* Selected text *
"""

(636f) Alpha-Particle Nanotherapeutics Against Metastatic Triple Negative Breast Cancer

Introduction Metastatic and/or recurrent chemoresistant Triple Negative Breast Cancer (TNBC) is currently incurable. TNBC accounts for 12-17% of breast carcinomas with the lowest 5-year survival rates among all breast cancer patients. For such cases, key to the progression of the disease is the choice of therapeutics which need to be both tumor selective and potent against cancer cells. Alpha-particle therapy has been shown to be impervious to most resistance mechanisms. However, the diffusion-limited penetration depths of radionuclide nanocarriers (<50-80μm) combined with the short range of α-particles (40-100μm) result in only partial tumor irradiation.

"""

(Stored data)
"""

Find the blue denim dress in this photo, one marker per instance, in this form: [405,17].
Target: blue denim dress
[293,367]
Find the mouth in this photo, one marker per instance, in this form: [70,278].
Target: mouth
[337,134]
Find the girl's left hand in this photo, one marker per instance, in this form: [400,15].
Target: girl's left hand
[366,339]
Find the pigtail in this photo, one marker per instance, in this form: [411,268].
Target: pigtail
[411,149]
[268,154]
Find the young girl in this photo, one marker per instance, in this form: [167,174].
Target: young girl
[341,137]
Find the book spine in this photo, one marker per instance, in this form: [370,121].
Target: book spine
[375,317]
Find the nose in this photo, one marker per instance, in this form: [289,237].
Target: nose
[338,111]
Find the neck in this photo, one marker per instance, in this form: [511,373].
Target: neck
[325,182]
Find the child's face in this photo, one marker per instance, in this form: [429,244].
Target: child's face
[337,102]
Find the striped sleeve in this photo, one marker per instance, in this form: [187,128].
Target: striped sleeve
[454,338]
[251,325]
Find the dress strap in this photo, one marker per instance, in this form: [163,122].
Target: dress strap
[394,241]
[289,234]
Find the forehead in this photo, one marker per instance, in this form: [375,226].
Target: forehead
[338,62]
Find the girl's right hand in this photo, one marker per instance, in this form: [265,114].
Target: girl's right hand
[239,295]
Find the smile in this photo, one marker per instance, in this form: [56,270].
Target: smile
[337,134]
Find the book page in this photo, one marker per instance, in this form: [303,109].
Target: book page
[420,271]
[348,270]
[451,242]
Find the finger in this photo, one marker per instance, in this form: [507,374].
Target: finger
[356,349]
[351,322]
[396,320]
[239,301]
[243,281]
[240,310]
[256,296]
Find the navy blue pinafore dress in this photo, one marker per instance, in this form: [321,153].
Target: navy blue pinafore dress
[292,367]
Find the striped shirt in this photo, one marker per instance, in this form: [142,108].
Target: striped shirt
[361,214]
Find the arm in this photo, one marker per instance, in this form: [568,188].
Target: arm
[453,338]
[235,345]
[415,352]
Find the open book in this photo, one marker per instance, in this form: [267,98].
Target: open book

"""

* What you need to do *
**a)** Translate this sentence from the passage on alpha-particle nanotherapeutics into Spanish: "Alpha-particle therapy has been shown to be impervious to most resistance mechanisms."
**b)** Summarize the passage on alpha-particle nanotherapeutics in two sentences.
**c)** Retype the part of the passage on alpha-particle nanotherapeutics that opens with the words containing "(636f) Alpha-Particle Nanotherapeutics" and closes with "partial tumor irradiation.".

* Solutions in order *
**a)** Se ha demostrado que la terapia con partículas alfa es inmune a la mayoría de los mecanismos de resistencia.

**b)** Metastatic or recurrent chemoresistant triple negative breast cancer, which accounts for 12-17% of breast carcinomas and has the lowest 5-year survival rates among breast cancer patients, is currently incurable and calls for therapeutics that are both tumor selective and potent. Alpha-particle therapy has been shown to be impervious to most resistance mechanisms, but the limited penetration depths of radionuclide nanocarriers and the short range of alpha-particles result in only partial tumor irradiation.

**c)**
(636f) Alpha-Particle Nanotherapeutics Against Metastatic Triple Negative Breast Cancer

Introduction Metastatic and/or recurrent chemoresistant Triple Negative Breast Cancer (TNBC) is currently incurable. TNBC accounts for 12-17% of breast carcinomas with the lowest 5-year survival rates among all breast cancer patients. For such cases, key to the progression of the disease is the choice of therapeutics which need to be both tumor selective and potent against cancer cells. Alpha-particle therapy has been shown to be impervious to most resistance mechanisms. However, the diffusion-limited penetration depths of radionuclide nanocarriers (<50-80μm) combined with the short range of α-particles (40-100μm) result in only partial tumor irradiation.